Stored items:
-- Start --
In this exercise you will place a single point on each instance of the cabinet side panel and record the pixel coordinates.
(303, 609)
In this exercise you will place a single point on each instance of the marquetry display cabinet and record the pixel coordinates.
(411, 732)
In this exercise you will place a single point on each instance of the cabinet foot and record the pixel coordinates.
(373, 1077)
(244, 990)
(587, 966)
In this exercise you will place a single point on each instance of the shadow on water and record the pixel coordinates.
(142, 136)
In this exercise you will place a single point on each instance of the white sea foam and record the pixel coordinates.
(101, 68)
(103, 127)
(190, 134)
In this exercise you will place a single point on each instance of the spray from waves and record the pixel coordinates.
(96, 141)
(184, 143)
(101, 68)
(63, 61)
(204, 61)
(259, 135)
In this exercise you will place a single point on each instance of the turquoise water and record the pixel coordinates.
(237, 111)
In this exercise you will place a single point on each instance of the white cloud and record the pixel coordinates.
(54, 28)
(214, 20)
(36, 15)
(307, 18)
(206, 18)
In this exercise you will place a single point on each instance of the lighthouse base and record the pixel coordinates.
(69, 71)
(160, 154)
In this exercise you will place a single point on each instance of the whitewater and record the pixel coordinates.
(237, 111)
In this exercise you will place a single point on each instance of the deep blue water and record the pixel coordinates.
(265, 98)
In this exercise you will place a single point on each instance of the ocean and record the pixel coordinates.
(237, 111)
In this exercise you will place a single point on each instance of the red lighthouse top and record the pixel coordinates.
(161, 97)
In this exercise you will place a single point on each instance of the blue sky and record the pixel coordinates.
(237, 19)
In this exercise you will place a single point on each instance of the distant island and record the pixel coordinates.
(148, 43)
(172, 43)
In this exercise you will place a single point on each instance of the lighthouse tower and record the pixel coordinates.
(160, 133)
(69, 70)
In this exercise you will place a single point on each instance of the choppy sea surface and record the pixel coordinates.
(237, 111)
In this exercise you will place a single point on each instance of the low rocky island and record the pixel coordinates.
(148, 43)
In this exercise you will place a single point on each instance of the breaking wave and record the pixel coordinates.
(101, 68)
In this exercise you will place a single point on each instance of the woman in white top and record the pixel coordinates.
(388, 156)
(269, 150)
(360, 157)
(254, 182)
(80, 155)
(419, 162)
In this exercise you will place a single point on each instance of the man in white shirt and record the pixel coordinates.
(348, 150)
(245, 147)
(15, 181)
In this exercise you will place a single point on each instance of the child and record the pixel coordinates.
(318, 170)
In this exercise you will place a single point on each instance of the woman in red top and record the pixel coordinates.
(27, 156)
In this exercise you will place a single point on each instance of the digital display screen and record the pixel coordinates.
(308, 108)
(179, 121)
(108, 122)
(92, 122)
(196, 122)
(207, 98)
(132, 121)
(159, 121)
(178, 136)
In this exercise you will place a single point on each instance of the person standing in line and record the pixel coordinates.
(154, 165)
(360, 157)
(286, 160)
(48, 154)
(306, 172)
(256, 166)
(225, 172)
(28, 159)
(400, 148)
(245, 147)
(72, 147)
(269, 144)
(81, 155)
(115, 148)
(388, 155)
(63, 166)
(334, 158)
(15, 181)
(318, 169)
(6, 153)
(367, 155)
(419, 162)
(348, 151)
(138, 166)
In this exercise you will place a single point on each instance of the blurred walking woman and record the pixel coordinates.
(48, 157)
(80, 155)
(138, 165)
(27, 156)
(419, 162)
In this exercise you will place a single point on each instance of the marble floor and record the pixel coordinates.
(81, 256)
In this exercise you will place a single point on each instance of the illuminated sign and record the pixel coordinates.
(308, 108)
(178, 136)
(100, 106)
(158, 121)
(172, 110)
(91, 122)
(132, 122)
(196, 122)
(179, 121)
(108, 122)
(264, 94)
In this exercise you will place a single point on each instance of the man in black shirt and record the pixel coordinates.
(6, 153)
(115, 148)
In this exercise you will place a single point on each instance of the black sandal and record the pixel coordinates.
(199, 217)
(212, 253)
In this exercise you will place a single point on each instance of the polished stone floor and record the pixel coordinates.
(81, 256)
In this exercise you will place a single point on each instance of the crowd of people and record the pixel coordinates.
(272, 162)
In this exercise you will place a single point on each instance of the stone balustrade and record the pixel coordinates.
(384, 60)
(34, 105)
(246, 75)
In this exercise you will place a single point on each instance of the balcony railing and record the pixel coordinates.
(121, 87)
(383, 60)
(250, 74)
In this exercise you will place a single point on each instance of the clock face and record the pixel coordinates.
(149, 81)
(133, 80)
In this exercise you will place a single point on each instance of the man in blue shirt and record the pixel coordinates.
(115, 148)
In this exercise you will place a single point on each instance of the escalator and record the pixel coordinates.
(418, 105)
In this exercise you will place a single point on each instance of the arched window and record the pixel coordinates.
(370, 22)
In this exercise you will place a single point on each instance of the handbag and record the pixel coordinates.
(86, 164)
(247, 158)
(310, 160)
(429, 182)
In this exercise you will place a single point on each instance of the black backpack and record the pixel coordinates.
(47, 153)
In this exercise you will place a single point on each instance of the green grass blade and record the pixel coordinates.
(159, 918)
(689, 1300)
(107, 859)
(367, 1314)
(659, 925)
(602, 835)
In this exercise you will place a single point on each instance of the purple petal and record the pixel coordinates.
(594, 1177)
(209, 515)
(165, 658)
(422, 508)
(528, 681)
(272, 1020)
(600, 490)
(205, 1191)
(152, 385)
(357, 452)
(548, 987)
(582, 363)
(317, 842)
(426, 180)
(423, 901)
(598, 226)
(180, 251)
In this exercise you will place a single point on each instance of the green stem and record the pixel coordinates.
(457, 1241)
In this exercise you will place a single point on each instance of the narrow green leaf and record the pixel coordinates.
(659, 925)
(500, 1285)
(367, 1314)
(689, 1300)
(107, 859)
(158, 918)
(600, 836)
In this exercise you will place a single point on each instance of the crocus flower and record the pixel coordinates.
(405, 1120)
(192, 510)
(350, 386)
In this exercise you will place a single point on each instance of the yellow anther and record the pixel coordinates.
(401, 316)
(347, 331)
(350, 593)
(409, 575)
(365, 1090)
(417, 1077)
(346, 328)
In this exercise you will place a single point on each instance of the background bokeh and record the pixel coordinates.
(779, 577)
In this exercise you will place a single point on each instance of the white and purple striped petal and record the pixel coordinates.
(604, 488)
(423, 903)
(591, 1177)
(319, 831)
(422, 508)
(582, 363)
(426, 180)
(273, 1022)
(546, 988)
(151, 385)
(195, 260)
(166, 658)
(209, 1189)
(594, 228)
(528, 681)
-- End --
**What is needed:** Each line above is to be repeated exactly.

**Response:**
In this exercise you will place a single point on each instance of the cabinet side panel and record the pixel coordinates.
(303, 609)
In this exercise you will place a single point on each instance of the marquetry display cabinet and record the pixel coordinates.
(411, 732)
In this exercise you will place a single point on each instance of the cabinet foot and record the pixel coordinates.
(373, 1077)
(244, 990)
(587, 966)
In this exercise you will place a single point on each instance of the shadow on water and record the pixel coordinates.
(142, 136)
In this exercise you will place a single point on each instance of the white sea foam and record the pixel coordinates.
(101, 68)
(103, 127)
(190, 134)
In this exercise you will place a single point on each instance of the spray from waves and record the pixel coordinates.
(96, 141)
(184, 143)
(101, 68)
(63, 61)
(204, 61)
(259, 135)
In this exercise you will place a single point on each instance of the turquoise water and record the pixel coordinates.
(237, 111)
In this exercise you will place a single point on each instance of the white cloud and record the pixel coordinates.
(54, 28)
(214, 20)
(36, 15)
(307, 18)
(206, 18)
In this exercise you will place a single point on each instance of the lighthouse base and record the pixel coordinates.
(69, 71)
(160, 154)
In this exercise you will place a single point on each instance of the whitewater and record the pixel coordinates.
(237, 111)
In this exercise you will place a single point on each instance of the deep blue water and record the pixel coordinates.
(265, 98)
In this exercise you will place a single point on each instance of the ocean and record the pixel coordinates.
(237, 111)
In this exercise you will place a single point on each instance of the red lighthouse top and record the pixel coordinates.
(161, 97)
In this exercise you will place a single point on each instance of the blue sky and record the pixel coordinates.
(237, 19)
In this exercise you will place a single point on each instance of the distant island and record the pixel coordinates.
(148, 43)
(172, 43)
In this exercise you will place a single point on each instance of the lighthouse tower and record the pixel coordinates.
(160, 133)
(69, 70)
In this exercise you will place a single point on each instance of the choppy sea surface and record the pixel coordinates.
(237, 111)
In this exercise you will place a single point on each instance of the low rocky island and record the pixel coordinates.
(148, 43)
In this exercise you will place a single point on each instance of the breaking wave and record the pixel coordinates.
(101, 68)
In this exercise you will place a single point on each instance of the woman in white top and record the pixel coordinates.
(388, 156)
(269, 150)
(360, 157)
(254, 182)
(80, 155)
(419, 162)
In this exercise you will place a single point on each instance of the man in white shirt and record the pixel coordinates.
(348, 150)
(245, 147)
(15, 181)
In this exercise you will place a single point on each instance of the child and record the pixel coordinates.
(318, 170)
In this exercise you will place a single point on each instance of the woman in red top and record the pixel coordinates.
(27, 156)
In this exercise you will place a single point on each instance of the digital display screen and record the pixel coordinates.
(308, 108)
(179, 121)
(108, 122)
(92, 122)
(196, 122)
(207, 98)
(132, 121)
(159, 121)
(178, 136)
In this exercise you will place a single point on each instance of the person standing in line and record the pixel coordinates.
(154, 165)
(360, 157)
(286, 160)
(48, 154)
(306, 172)
(256, 166)
(225, 172)
(28, 159)
(400, 148)
(245, 147)
(72, 147)
(269, 144)
(81, 155)
(115, 148)
(388, 155)
(63, 166)
(334, 158)
(15, 181)
(318, 169)
(6, 153)
(367, 155)
(419, 162)
(348, 151)
(138, 166)
In this exercise you will place a single point on each instance of the blurred walking woman and record the pixel coordinates.
(48, 157)
(80, 155)
(138, 165)
(27, 156)
(419, 162)
In this exercise you will place a single point on each instance of the marble floor and record the pixel coordinates.
(81, 256)
In this exercise you will place a single point on each instance of the illuminated sign and record the pixel coordinates.
(308, 108)
(178, 136)
(100, 106)
(158, 121)
(172, 110)
(91, 122)
(132, 122)
(196, 122)
(179, 121)
(108, 122)
(264, 94)
In this exercise you will place a single point on each instance of the man in black shirt and record the pixel coordinates.
(6, 153)
(115, 148)
In this exercise you will place a single point on each instance of the black sandal and record the pixel coordinates.
(199, 217)
(212, 253)
In this exercise you will place a single point on each instance of the polished stone floor and record the pixel coordinates.
(81, 256)
In this exercise you will place a single point on each instance of the crowd of people and record the pixel coordinates.
(272, 162)
In this exercise you will place a single point on each instance of the stone balustrade and record the pixel coordinates.
(384, 60)
(34, 105)
(246, 75)
In this exercise you will place a single point on each instance of the balcony railing and record the pixel coordinates.
(121, 87)
(383, 60)
(250, 74)
In this exercise you will place a single point on each instance of the clock face and record the pixel coordinates.
(149, 81)
(133, 80)
In this exercise you will place a single point on each instance of the man in blue shirt and record the pixel coordinates.
(115, 148)
In this exercise you will place a single point on each instance of the escalator and record the pixel coordinates.
(418, 105)
In this exercise you will place a single point on each instance of the arched window and record the pixel coordinates.
(370, 22)
In this exercise you will place a single point on each instance of the handbag and record the pixel coordinates.
(86, 164)
(247, 158)
(310, 160)
(429, 182)
In this exercise you will place a single point on each instance of the black backpack and record the pixel coordinates.
(47, 153)
In this exercise you will place a single point on each instance of the green grass blade and record the pixel coordinates.
(159, 918)
(689, 1300)
(107, 859)
(367, 1314)
(659, 925)
(602, 835)
In this exercise you will place a single point on each instance of the purple petal and record the pixel coordinates.
(594, 1177)
(209, 515)
(165, 658)
(422, 508)
(528, 681)
(272, 1020)
(600, 490)
(205, 1191)
(152, 385)
(357, 452)
(548, 987)
(582, 363)
(317, 842)
(426, 180)
(423, 901)
(598, 226)
(180, 251)
In this exercise you will place a single point on each instance of the green stem and record the pixel coordinates.
(457, 1241)
In this exercise you will place a single point on each instance of the narrow green leaf and record the pixel coordinates.
(659, 925)
(500, 1285)
(367, 1314)
(689, 1300)
(107, 859)
(158, 918)
(600, 836)
In this exercise you will place a single point on each instance of the crocus flower and record the pixel coordinates.
(405, 1120)
(192, 510)
(350, 386)
In this exercise you will place a single point on each instance of the yellow anther and record the pixel coordinates.
(401, 316)
(347, 331)
(350, 593)
(409, 575)
(365, 1090)
(417, 1077)
(346, 328)
In this exercise you will place a single point on each instance of the background bokeh and record the pixel coordinates.
(779, 577)
In this exercise you will place a single point on each instance of the white and purple striped petal and record the pixel coordinates.
(604, 488)
(423, 903)
(591, 1177)
(319, 831)
(422, 508)
(582, 363)
(426, 180)
(273, 1022)
(546, 988)
(151, 385)
(195, 260)
(166, 658)
(209, 1189)
(594, 228)
(528, 681)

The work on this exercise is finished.